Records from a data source
• • • • • • •
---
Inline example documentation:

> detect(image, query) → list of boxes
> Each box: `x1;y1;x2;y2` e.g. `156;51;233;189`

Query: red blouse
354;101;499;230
• • • • • • •
#### [Work item]
The span to give again runs from the line with "list of boxes" through the last line of the records above; reproduce it exactly and nothing more.

#### [Written response]
> detect(image, query) → list of boxes
> Each box: `x1;y1;x2;y2` e.g. `156;51;233;189`

Query: red blouse
354;101;499;230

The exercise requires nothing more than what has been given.